**Questions to answer**
• a. Answer these questions using the methods passage on protein concentration:
(i) Which stain was applied to the fixed gel?
(ii) At what voltage and for how long were the gels run?
(iii) What was used to remove the salt from the E4 sample?
• b. Reproduce the part of the methods passage between "The protein concentrations" and "had been removed.", inclusive.

**Text segment**
[Start of section]

The protein concentrations of E1, E2, E3 and E4 samples were ascertained using SDS-PAGE. Samples diluted to 1:10 and 1:50 and a serial dilution of albumin (1 mg/mL) were mixed with Laemelli sample Buffer (Bio-Rad). Forty microliters of each sample was loaded onto 26-well Criterion™ TGX™ Precast Gels (Bio-Rad), and run at 160 V for 3 min. The gel was fixed and then stained with Flamingo™ Fluorescent stain (Bio-Rad). The density of bands was quantified using Quantity One software (v4.6.1, Bio-Rad) based on the BSA standard curve.

The E4 sample contained salt which was subsequently removed using Bio-spin 6 chromatography columns (Bio-Rad), and then dilutions using ratios of 1:2, 1:4 and 1:8 were carried out on the E4 sample and subjected to SDS = PAGE which showed the salt had been removed.

[End of section]

**Information shown**
[Start of section]

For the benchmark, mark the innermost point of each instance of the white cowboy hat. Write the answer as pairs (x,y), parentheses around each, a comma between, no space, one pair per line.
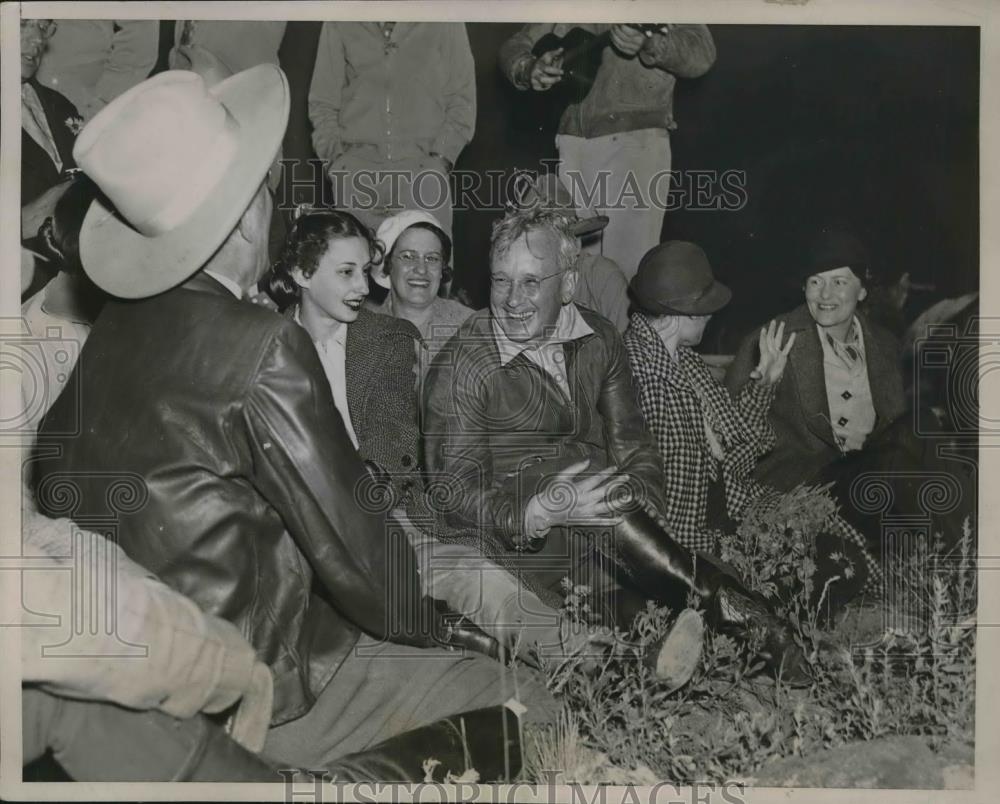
(180,162)
(389,231)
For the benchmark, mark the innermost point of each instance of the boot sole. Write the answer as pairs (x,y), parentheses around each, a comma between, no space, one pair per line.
(680,651)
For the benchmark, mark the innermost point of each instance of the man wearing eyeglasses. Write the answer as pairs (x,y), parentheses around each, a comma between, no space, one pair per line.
(530,413)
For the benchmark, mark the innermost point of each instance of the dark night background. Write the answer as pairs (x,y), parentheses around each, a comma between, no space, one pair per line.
(875,126)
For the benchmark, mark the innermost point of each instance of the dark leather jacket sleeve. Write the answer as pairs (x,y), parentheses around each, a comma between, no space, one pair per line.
(630,443)
(458,451)
(306,466)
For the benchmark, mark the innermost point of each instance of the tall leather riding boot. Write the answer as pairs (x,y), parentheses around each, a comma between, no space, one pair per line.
(480,745)
(659,565)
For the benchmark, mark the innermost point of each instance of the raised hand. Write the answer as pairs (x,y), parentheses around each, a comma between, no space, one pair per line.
(546,71)
(773,356)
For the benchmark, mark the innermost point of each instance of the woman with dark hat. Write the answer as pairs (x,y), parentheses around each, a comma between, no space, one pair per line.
(845,386)
(709,441)
(840,414)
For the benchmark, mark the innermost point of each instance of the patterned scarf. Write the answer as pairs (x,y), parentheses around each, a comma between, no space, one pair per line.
(699,430)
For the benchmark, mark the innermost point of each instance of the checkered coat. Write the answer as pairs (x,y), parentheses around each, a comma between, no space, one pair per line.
(677,400)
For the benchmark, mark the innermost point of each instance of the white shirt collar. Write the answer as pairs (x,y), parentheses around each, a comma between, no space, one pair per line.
(569,327)
(227,283)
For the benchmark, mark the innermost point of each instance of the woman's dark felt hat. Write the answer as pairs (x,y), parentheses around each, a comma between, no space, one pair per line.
(832,247)
(675,278)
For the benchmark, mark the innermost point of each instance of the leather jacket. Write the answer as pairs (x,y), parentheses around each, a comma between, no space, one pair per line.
(202,431)
(488,428)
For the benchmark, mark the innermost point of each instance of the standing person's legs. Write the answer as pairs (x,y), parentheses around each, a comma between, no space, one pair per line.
(383,689)
(626,177)
(633,160)
(104,742)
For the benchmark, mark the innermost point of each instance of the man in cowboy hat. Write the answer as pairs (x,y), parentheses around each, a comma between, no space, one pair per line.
(250,487)
(600,285)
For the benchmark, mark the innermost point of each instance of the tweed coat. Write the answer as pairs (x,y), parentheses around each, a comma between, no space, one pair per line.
(800,414)
(38,171)
(382,398)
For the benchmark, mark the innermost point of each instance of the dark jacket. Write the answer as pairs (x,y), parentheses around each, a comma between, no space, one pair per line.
(202,430)
(800,413)
(485,424)
(627,95)
(381,379)
(38,171)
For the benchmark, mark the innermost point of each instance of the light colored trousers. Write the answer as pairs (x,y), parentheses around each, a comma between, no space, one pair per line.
(486,593)
(383,689)
(626,177)
(373,188)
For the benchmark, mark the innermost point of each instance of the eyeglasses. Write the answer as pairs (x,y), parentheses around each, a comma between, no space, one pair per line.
(42,27)
(433,261)
(530,286)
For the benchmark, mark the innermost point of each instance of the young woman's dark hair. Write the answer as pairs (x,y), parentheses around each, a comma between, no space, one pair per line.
(305,246)
(445,242)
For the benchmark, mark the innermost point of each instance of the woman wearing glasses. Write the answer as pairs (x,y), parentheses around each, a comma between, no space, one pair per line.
(415,268)
(321,281)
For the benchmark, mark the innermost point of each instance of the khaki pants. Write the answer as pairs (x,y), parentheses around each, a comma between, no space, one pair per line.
(484,592)
(383,689)
(622,166)
(372,188)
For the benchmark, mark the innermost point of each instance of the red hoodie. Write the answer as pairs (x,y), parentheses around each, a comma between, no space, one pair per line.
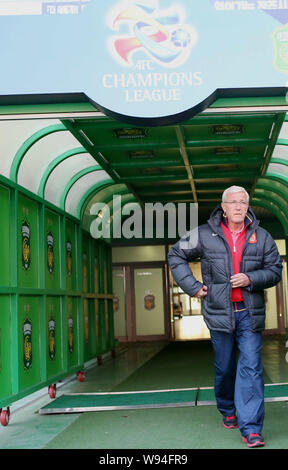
(236,250)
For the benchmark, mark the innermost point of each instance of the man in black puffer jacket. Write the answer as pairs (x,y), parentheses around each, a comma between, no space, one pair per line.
(239,260)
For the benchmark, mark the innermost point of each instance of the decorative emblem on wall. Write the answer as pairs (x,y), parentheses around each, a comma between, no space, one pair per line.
(27,343)
(70,334)
(26,248)
(50,252)
(51,333)
(69,257)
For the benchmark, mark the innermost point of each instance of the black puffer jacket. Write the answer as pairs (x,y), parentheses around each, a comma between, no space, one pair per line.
(260,261)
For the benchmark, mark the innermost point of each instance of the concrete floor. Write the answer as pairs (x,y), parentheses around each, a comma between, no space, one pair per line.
(165,428)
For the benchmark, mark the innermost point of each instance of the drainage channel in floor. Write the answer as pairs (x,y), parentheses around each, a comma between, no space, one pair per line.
(83,402)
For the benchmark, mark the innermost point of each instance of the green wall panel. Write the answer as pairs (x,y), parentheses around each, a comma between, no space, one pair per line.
(27,235)
(5,236)
(52,250)
(71,253)
(90,341)
(86,258)
(73,332)
(54,336)
(29,341)
(5,345)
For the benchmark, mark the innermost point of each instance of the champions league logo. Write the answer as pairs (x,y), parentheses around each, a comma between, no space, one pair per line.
(162,36)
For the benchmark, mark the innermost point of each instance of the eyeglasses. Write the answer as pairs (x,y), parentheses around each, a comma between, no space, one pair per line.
(235,203)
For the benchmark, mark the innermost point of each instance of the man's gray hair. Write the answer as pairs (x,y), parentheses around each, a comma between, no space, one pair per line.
(234,189)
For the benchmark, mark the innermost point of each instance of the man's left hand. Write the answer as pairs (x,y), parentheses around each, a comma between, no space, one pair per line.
(240,280)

[End of section]

**Task-by-task outputs**
• a.
(i) Flamingo™ Fluorescent stain (Bio-Rad)
(ii) 160 V for 3 min
(iii) Bio-spin 6 chromatography columns (Bio-Rad)

• b.
The protein concentrations of E1, E2, E3 and E4 samples were ascertained using SDS-PAGE. Samples diluted to 1:10 and 1:50 and a serial dilution of albumin (1 mg/mL) were mixed with Laemelli sample Buffer (Bio-Rad). Forty microliters of each sample was loaded onto 26-well Criterion™ TGX™ Precast Gels (Bio-Rad), and run at 160 V for 3 min. The gel was fixed and then stained with Flamingo™ Fluorescent stain (Bio-Rad). The density of bands was quantified using Quantity One software (v4.6.1, Bio-Rad) based on the BSA standard curve.

The E4 sample contained salt which was subsequently removed using Bio-spin 6 chromatography columns (Bio-Rad), and then dilutions using ratios of 1:2, 1:4 and 1:8 were carried out on the E4 sample and subjected to SDS = PAGE which showed the salt had been removed.